===== PROVIDED RECORDS =====

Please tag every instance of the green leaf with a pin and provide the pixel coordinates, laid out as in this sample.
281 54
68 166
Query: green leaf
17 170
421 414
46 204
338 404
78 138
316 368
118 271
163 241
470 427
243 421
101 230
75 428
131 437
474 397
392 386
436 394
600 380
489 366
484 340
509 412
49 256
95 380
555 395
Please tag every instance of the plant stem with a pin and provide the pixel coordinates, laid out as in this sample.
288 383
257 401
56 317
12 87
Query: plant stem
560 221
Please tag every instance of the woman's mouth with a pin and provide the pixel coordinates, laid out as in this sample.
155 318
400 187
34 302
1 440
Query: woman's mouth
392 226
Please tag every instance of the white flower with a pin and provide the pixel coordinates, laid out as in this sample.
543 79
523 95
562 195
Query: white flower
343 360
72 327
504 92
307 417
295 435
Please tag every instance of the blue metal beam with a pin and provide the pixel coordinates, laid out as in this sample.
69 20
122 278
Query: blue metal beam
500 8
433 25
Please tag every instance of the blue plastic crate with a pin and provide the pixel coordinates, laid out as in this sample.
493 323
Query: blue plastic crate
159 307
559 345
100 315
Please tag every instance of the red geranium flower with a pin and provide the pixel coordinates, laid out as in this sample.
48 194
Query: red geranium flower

=====
===== PROVIDED RECORDS =====

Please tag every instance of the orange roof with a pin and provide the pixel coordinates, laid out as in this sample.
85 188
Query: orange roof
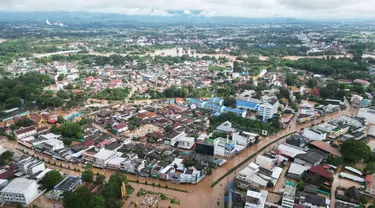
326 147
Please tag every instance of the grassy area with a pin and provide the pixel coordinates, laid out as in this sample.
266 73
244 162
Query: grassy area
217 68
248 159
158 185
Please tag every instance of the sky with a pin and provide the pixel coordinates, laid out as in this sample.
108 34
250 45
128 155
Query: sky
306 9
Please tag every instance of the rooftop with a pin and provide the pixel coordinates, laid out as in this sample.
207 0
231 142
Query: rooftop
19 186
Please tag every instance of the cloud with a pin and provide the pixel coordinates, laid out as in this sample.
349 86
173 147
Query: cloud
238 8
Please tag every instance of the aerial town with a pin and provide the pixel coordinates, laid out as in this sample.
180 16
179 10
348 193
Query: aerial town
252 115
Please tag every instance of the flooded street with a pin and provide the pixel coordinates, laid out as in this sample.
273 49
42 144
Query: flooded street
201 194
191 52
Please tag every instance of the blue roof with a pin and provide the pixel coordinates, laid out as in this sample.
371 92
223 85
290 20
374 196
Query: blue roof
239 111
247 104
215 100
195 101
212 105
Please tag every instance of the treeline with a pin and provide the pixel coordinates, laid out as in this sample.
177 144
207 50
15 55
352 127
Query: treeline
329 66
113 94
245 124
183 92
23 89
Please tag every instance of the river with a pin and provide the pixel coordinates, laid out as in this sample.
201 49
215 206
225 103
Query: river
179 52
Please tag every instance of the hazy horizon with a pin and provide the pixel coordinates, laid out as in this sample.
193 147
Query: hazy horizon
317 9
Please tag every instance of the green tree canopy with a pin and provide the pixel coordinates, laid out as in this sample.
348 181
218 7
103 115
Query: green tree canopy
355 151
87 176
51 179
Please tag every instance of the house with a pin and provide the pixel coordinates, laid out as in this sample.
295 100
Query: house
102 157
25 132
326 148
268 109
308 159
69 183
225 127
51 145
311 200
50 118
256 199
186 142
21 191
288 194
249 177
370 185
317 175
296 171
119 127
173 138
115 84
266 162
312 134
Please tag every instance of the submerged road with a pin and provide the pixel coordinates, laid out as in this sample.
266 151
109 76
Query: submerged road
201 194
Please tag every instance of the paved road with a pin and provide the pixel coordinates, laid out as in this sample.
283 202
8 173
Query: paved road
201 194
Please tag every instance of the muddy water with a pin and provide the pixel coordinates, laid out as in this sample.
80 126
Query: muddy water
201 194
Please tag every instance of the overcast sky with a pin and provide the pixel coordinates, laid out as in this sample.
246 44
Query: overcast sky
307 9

=====
===== PROVIDED RECORDS =====

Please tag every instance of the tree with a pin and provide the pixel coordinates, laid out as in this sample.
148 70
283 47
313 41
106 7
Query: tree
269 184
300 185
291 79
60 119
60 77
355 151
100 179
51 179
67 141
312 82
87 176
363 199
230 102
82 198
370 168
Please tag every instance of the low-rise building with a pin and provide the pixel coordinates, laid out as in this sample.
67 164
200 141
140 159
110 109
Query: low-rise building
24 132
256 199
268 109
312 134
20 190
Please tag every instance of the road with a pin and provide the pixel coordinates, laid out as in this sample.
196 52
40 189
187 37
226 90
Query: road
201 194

=====

## WORK ITEM
Say how many lines in the data include the string "geranium", giving the number alone.

## TASK ANSWER
2